= Aim =
Reproduce all the entries precisely.

= Rows =
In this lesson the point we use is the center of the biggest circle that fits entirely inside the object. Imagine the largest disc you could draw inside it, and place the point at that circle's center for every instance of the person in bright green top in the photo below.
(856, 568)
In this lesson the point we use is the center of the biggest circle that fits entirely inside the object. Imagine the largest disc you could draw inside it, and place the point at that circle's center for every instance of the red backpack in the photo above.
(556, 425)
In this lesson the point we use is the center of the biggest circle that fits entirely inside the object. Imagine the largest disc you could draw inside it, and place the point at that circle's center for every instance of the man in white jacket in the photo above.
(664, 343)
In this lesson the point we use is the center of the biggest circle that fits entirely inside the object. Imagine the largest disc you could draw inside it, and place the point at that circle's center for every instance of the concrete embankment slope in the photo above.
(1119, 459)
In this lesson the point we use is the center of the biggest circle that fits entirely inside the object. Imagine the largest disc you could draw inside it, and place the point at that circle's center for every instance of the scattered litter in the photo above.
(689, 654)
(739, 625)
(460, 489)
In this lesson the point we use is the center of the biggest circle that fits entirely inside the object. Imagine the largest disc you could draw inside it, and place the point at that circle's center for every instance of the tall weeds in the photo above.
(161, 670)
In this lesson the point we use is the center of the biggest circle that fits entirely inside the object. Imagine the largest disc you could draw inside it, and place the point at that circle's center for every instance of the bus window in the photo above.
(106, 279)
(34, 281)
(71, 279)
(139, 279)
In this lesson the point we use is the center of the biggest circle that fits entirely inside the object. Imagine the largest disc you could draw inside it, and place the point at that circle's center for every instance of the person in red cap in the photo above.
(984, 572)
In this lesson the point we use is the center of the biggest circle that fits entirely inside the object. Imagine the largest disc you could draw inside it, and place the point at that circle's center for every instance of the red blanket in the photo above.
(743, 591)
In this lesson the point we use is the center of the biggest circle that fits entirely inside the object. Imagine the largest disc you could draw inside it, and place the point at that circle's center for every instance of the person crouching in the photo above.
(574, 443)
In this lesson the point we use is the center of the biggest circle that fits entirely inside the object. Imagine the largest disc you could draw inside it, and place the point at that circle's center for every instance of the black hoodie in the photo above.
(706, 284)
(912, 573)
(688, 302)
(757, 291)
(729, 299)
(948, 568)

= Task solution =
In this lesson the point we use is the center of the biggest circle that fits entirely inside the object. Imagine the largest disc you could draw inside it, and place the point at that circle's center for every instance of the person in bright green top in the photo below.
(856, 568)
In this lesson the point we use is the center of the biggest circle that fits entirely inside the object. Imagine the largest disc you could draw inside it, and place the point at that circle's center for every instance of the red backpack in the photo above.
(556, 425)
In this lesson the point we use is the center of the biggest circle that fits entirely inside the object. Imagine the largest disc you could draw inside it, and place the point at that circle's center for every instance of the man in white jacket in the photo above.
(664, 343)
In this lesson the point we use is the center of the biggest circle that fits entirely inside the object. Imagine the largest disc you could draw inside it, and place the point at that circle's center for every instance of the concrete embankment slope in the photo above.
(1119, 459)
In this lesson the point we use is the center of the biggest circle that fits entirely inside the object. Imagine the largest disc you could draw inside it, and place the point at that circle's center for every instance of the scattered litter in the photo above.
(689, 654)
(739, 625)
(460, 489)
In this lesson the point we use is the center of the biggest circle that fits entirely inside the object. Imagine the largest disc you could draw inside it, and place the point at that circle's center for every instance of the tall weeds in the photo above.
(161, 670)
In this lesson the point we use is the center of the biggest circle that fits entirely inside the object. Imagine the largest disc you could draw inside it, and place the point at that circle's center for every instance of the bus window in the photo above.
(106, 279)
(34, 281)
(71, 279)
(139, 279)
In this lesson the point we use is the center of the biggest circle that fits entirely inside the object. Imagine the largest disc you could draw inside it, and place the point at that circle's center for every instance of the person in red cap in the photo above.
(984, 572)
In this lesson the point we use is the center of the biggest circle that fits entirely inside the object. Imagine the largest disc you could draw inside it, and place the point at that circle's center for every instance of the red blanket in the photo above.
(743, 591)
In this lesson the point we use is the center of the biggest circle that fits entirely inside the object. Imagine the largest disc you could draw inside it, and place the point at that circle's center for every instance of the person crouching in the photo above.
(574, 443)
In this lesson the point we use is the center of the biggest circle that fits entirely inside the object. Imagine the largest disc you could draw inside it, and place the point at that circle's center for every instance of the black hoodie in the photo above.
(706, 284)
(912, 573)
(688, 302)
(757, 291)
(729, 299)
(948, 568)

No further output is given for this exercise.